Return verbatim every line of the entries, starting with the line that contains "The function indicates a point for each instance of the polished" and continuing through the last line of the entries.

• Given information:
━━━━━━
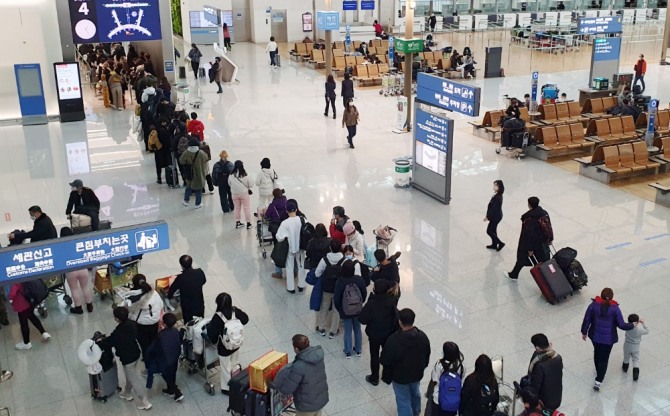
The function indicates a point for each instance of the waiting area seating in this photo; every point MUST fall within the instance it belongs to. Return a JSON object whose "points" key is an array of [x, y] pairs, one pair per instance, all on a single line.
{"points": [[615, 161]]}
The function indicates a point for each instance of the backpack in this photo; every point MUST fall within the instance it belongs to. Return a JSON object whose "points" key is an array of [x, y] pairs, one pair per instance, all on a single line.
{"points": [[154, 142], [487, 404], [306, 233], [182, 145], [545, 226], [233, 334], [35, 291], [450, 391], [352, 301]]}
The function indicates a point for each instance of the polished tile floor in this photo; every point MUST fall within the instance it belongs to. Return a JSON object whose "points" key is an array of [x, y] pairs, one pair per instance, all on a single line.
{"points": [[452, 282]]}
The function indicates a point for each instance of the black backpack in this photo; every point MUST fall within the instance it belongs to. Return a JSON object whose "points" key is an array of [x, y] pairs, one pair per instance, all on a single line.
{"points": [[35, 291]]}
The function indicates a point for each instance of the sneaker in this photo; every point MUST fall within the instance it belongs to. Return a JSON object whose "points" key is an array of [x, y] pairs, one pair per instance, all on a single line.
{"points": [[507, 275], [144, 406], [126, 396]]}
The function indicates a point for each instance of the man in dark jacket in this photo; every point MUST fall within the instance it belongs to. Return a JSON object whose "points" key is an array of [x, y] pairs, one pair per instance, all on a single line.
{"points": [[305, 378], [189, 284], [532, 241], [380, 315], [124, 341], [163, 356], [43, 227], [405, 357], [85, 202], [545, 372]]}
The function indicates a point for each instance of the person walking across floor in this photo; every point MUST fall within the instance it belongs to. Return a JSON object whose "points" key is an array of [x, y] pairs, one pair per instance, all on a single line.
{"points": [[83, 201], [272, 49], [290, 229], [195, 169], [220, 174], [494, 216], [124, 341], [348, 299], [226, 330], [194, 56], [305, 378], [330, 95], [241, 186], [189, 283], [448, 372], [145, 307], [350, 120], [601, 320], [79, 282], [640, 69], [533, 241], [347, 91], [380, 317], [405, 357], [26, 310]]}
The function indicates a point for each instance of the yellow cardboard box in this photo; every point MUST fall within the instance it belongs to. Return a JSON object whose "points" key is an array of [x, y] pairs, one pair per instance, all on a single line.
━━━━━━
• Solution to the exercise:
The function indicates a point for each instance of the polished tile floor in this photo; every point MUST fall within the instance it belongs to. Return a JSON object whose "points" key is an array of [x, y] pairs, one pair per instance, all on a single line.
{"points": [[452, 282]]}
The function indicates a point for each instance of the black backpack in this photo; every point MUST fall within the instance it belongs to. Return a JSON object whose "points" key is an array of [x, y] pairs, one pair per instance, all on a single line.
{"points": [[35, 291]]}
The function indicates a point for each instance of the sneaker in this photo; every point MUST fall within the instance it belongs to. Return a JSON object whose "points" key is an array of [x, y] pairs, one pair per instance, all on a single line.
{"points": [[507, 275], [144, 406], [126, 396]]}
The function indicates a point for each instance of the man in dark jacket in this photo; every point MUST fall within the instance it belongs to. Return a JSON object whose "points" key is an array of [x, y] pairs, one pair per instance, all on a single line.
{"points": [[305, 378], [189, 284], [532, 241], [380, 315], [124, 341], [163, 356], [43, 227], [405, 357], [85, 202], [545, 372]]}
The function indicates a point for each instance of the person walking across floor in this photo; every point MUST fall within the instance it belongs to. Return a JSON object whose "points" key is an array of [x, y] pairs, one pair per instance, all on a single line.
{"points": [[83, 201], [272, 49], [290, 229], [195, 169], [220, 174], [494, 216], [124, 341], [348, 299], [226, 330], [194, 56], [305, 378], [330, 95], [241, 186], [189, 283], [448, 372], [145, 307], [350, 120], [601, 320], [79, 282], [640, 69], [533, 241], [347, 91], [380, 317], [405, 357], [26, 310]]}
The function indicates a point for each instance of the yellow cardboard box in this photo; every point MUST fall within the instance it belongs to. Return a JSON object whose "points" key is an array of [x, y] pairs, one pair per instance, all on a single line.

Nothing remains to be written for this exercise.